■ Page excerpt ■
= = = =

Thursday, August 10, 2023

The authority often ignored


 

The authority often ignored

 

Marco Milani

  

Text published in Revista Dirigente Espírita, ed. 196, Jul/Ago 2023, p. 32


In the introduction of The Gospel According to Spiritism, one of the most read works among those published by Allan Kardec, an essential aspect of the theoretical-doctrinal framework stands out. This is the method of validation of mediumistic information known as the Universal Control of the Teaching of Spirits (UCTS), which forms the foundation of the authority of the Spiritist Doctrine.

Any mediumistic communication, individually, is characterized merely as an opinion, regardless of who signs the message or who serves as an intermediary. The medium's name, by the way, was a secondary detail for Kardec, as numerous communications contained only the respective initials. The most important aspect was the analysis of the message's content.

Another fundamental work, unfortunately not as widely studied by followers in general, is The Genesis, whose initial chapter deals with the nature of Spiritist revelation and emphasizes that the only authority of the teachings from Spirits is their connection to the whole, in other words, it reaffirms that no mediumistically revealed information becomes more than an opinion if it is not confirmed by the UCTS.

Illustrating this simultaneous teaching, Kardec states that every time mediumistic groups attempted to address premature issues, they obtained nothing more than contradictory and inconclusive responses. When, on the contrary, the opportune moment arrives, the teaching becomes generalized and unified across the majority of centers.[1]

          As the UCTS is the central element of doctrinal authority, no opinion from the incarnate or the disincarnate, however interesting and respectful it might be, integrates the Spiritist theoretical body solely due to being new or a supposed advancement in knowledge.

= = = =

■ Dataset content ■
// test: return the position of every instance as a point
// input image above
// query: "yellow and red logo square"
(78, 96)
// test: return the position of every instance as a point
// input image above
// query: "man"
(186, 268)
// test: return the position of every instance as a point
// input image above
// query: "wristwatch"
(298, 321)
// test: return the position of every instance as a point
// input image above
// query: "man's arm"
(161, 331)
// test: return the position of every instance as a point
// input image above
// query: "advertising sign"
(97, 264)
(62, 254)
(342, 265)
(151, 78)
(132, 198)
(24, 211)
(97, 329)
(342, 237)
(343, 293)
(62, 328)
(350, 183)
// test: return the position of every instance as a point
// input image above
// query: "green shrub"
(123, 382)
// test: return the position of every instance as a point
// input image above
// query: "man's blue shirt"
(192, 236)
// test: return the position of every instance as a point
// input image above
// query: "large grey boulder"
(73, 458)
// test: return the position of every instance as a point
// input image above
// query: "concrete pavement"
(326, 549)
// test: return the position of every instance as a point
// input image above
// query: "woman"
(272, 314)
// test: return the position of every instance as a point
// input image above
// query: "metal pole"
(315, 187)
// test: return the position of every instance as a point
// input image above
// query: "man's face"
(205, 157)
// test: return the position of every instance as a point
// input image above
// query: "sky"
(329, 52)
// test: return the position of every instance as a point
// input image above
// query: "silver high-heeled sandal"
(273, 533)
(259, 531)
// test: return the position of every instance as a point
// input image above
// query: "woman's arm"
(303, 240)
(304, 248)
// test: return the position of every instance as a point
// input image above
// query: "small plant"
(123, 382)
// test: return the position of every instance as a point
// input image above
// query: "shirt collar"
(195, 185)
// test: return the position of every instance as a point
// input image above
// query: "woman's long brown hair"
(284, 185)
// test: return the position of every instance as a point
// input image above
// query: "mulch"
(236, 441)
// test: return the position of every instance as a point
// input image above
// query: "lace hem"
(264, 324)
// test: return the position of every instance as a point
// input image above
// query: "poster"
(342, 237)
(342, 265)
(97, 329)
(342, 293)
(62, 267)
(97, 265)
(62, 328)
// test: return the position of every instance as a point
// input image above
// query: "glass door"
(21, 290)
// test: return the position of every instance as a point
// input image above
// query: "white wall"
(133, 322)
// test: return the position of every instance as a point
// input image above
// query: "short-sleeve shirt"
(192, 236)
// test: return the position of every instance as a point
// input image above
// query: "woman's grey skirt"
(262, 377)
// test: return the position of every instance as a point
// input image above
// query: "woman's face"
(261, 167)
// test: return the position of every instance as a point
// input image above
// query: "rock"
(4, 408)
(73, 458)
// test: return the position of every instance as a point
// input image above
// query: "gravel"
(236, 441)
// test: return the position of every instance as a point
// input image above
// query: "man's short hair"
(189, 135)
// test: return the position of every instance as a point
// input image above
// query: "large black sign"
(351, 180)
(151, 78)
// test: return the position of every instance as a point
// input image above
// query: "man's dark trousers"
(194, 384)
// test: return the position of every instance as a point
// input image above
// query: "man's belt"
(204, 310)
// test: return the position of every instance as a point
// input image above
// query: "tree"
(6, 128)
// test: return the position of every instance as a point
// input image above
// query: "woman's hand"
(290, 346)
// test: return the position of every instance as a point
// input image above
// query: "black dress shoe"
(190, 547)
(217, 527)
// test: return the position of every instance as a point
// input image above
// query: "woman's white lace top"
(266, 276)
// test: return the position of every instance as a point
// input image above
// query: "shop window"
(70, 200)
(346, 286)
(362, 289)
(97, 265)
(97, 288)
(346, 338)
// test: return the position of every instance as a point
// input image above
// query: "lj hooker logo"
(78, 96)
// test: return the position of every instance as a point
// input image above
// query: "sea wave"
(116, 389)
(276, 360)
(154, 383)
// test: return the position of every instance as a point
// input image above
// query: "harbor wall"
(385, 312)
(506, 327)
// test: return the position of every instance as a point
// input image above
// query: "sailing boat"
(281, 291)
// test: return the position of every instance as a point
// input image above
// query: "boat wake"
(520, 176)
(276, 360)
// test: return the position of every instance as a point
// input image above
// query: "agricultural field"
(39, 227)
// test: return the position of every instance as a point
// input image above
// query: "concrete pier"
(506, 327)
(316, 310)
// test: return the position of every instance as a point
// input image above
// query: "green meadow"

= = = =

■ Tasks and exercises ■
(A) Quote the passage from the article on Spiritist authority starting with "Marco Milani" and going on through "the message's content.".
(B) Rewrite the paragraph of the article on Spiritist authority that begins "Any mediumistic communication, individually" in a shorter form that keeps its main facts.
(C) According to the article on Spiritist authority, which work by Kardec has an initial chapter dealing with the nature of Spiritist revelation?

■ Solved tasks ■
(A)
Marco Milani

  

Text published in Revista Dirigente Espírita, ed. 196, Jul/Ago 2023, p. 32


In the introduction of The Gospel According to Spiritism, one of the most read works among those published by Allan Kardec, an essential aspect of the theoretical-doctrinal framework stands out. This is the method of validation of mediumistic information known as the Universal Control of the Teaching of Spirits (UCTS), which forms the foundation of the authority of the Spiritist Doctrine.

Any mediumistic communication, individually, is characterized merely as an opinion, regardless of who signs the message or who serves as an intermediary. The medium's name, by the way, was a secondary detail for Kardec, as numerous communications contained only the respective initials. The most important aspect was the analysis of the message's content.

(B) A single mediumistic communication is only an opinion, no matter who signs it or who acts as medium. Kardec treated the medium's name as secondary, and many communications gave only initials. What mattered most was analyzing the message's content.

(C) The Genesis.